* **Provided passage**:
1969: The Year of Gay Liberation is an online exhibit of the New York Public Library focusing on the radical gay rights movements of the late sixties and early seventies, focusing on the organizations The Mattachine Society of New York, Daughters of Bilitis, Gay News, Gay Liberation Front, Radicalesbians, Street Transvestites Action Revolutionaries and the Gay Activists Alliance, and the events of the Stonewall Riot and Christopher Street Liberation Day. This is but one part of the NYPL's fine LGBT collection, which includes, among other things, resources for teens, AIDS/HIV collections, and digital collections on ACT UP, Barbara Gittings and Kay Tobin Lahusen, Bessie Bonehill, Gertrude Stein, Gran Fury, Julian Eltinge, Richard Wandel and Walt Whitman.
posted by Kattullus (14 comments total) 15 users marked this as a favorite

 
Not only is this very awesome and extremely relevant to my interests, it is also tangentially work-related, so I can faff about and read through this entire site all day tomorrow and get paid for doing so.

I am srsly fucking delighted.
posted by elizardbits at 12:56 PM on October 1, 2009 [2 favorites]


More Radical Faeries!
posted by munchingzombie at 1:02 PM on October 1, 2009 [2 favorites]


Fantastic.
posted by rtha at 1:24 PM on October 1, 2009


Heh, Walt Whitman. It's interesting how his orientation has sort of seeped into so many references about him. I first had an inkling of this when a friend began reading about him and started peppering her adjectives with some of (allegedly) Whitman's, saying, "That's so buttfucking cool."

Not long after, I came across a tangential reference in some bit of fiction. A passage in the book referenced a woman who was angry with her boyfriend for yet another instance of infidelity, this time with a young man. The boyfriend exclaimed something like, "He was nude, sitting by a creek, reading Leaves of Grass! What was I supposed to do?!"

Needs more Siegfried Sassoon.
posted by adipocere at 1:25 PM on October 1, 2009


adipocere: Heh, Walt Whitman. It's interesting how his orientation has sort of seeped into so many references about him. [...] Needs more Siegfried Sassoon.

Conversely it's interesting how little Sassoon's homosexuality is remarked on. I suppose it falls into the shadow of the First World War.
posted by Kattullus at 1:33 PM on October 1, 2009


A.E. Housman reprasent!
posted by drjimmy11 at 2:05 PM on October 1, 2009


Thanks for this, I'll keep reading [6th comment. Hmm].
posted by dash_slot- at 2:14 PM on October 1, 2009


It's always such a relief to see the NYPL or any library, really, take something like this on.

I know it shouldn't be a big deal, but ever since that time my home county banned mention of gay pride in public libraries, it's been a bit of a sore subject.

* **Information given**:
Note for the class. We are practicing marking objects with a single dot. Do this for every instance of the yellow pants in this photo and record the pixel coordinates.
...
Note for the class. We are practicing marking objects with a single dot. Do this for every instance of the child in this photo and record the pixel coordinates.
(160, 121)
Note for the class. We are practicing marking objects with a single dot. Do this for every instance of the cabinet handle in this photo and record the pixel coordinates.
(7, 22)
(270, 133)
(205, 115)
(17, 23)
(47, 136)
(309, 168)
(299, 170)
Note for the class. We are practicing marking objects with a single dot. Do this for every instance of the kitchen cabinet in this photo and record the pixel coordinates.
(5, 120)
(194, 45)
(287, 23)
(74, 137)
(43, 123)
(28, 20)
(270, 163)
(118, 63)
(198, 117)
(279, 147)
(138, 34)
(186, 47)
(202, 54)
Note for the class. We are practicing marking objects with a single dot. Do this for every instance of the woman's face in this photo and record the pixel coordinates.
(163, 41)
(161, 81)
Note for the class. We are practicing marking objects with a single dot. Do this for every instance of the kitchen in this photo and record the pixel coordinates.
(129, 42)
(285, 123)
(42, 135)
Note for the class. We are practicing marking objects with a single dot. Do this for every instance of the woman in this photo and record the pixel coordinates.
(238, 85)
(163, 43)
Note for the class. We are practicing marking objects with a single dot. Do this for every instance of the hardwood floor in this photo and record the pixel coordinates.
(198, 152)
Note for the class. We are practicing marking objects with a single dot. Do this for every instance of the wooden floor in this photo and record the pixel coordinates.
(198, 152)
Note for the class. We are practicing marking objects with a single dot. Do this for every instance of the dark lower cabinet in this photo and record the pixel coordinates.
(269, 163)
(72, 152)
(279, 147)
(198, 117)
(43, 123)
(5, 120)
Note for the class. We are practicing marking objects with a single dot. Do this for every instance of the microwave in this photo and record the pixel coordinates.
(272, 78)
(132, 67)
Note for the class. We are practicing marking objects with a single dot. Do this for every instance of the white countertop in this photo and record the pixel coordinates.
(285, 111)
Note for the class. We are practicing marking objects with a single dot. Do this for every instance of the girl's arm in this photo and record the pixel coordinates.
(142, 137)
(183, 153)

* **Task set**:
A – Name every organization that the passage on the 1969 exhibit says the exhibit focuses on.
B – In the passage on the 1969 exhibit, which two events does the exhibit cover?

* **Answers in order**:
A –
- The Mattachine Society of New York
- Daughters of Bilitis
- Gay News
- Gay Liberation Front
- Radicalesbians
- Street Transvestites Action Revolutionaries
- Gay Activists Alliance

B – The Stonewall Riot and Christopher Street Liberation Day.